The choice of the optimization parameters max_iter and eta_0 are also very important for the efficiency of this estimator. It is recommended to use cross-validation to fix these hyper-parameters. Choosing eta0 too large can have the effect of making the estimator non-robust. One should also take care that it can be important to rescale the data (the same way as it is important to do it for SGD). In the context of a corrupted dataset, please use RobustScaler.

This algorithm has been studied in the context of “mom” weights in the article 1, the context of “huber” weights has been mentioned in 2. Both weighting schemes can be seen as special cases of the algorithm in 3.

3.3.2. Comparison with other robust estimators

There are already some robust algorithms in scikit-learn but one major difference is that robust algorithms in scikit-learn are primarily meant for Regression, see robustness in regression. Hence, we will not talk about classification algorithms in this comparison.

As such we only compare ourselves to TheilSenRegressor and RANSACRegressor as they both deal with outliers in X and in Y and are closer to RobustWeightedRegressor.

Warning: Huber weights used in our algorithm should not be confused with HuberRegressor or other regression with “robust losses”. Those types of regressions are robust only to outliers in the label Y but not in X.

Pro: RANSACRegressor and TheilSenRegressor both use a hard rejection of outlier. This can be interpreted as though there was an outlier detection step and then a regression step whereas RobustWeightedRegressor is directly robust to outliers. This often increases the performance on moderately corrupted datasets.

(What you should do): Decide whether each statement agrees with the passage on robust estimators, answering yes or no and quoting the words of the passage that decide it: 1. Cross-validation is recommended for setting max_iter and eta_0. 2. HuberRegressor is robust to outliers in both X and Y. 3. The comparison with other robust estimators covers classification algorithms. The listing that follows the passage is not required for any of the work here.

[Records from a data collection]
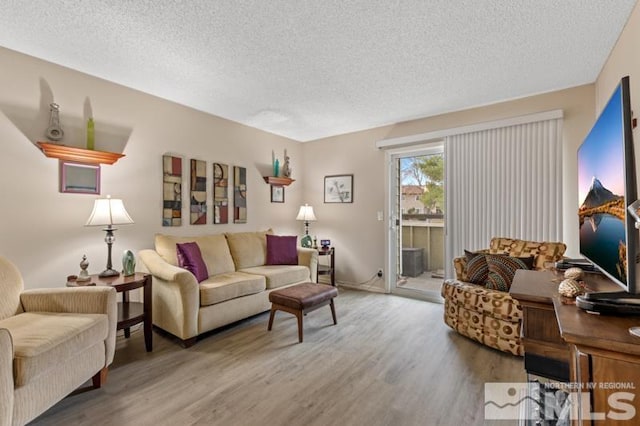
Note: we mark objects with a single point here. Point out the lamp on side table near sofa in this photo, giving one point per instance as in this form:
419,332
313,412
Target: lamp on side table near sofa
108,212
306,214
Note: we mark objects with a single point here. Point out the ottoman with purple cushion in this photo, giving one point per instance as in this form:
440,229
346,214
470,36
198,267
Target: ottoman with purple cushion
300,299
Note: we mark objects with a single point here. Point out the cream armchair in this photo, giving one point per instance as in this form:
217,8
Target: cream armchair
51,342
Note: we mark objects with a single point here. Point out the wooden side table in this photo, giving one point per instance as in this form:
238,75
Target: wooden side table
327,269
132,313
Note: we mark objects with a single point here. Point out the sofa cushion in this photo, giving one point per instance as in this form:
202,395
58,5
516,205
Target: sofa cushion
248,249
214,249
282,250
190,258
42,340
219,288
542,251
281,275
503,268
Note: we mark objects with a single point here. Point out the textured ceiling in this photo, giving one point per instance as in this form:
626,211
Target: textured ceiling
309,69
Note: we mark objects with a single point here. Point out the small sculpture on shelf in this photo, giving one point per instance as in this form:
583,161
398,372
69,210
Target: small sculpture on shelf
84,274
54,131
286,168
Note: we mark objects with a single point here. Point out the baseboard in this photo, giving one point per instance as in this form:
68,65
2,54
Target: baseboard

(Task output):
1. Yes: "It is recommended to use cross-validation to fix these hyper-parameters."
2. No: "Those types of regressions are robust only to outliers in the label Y but not in X."
3. No: "Hence, we will not talk about classification algorithms in this comparison."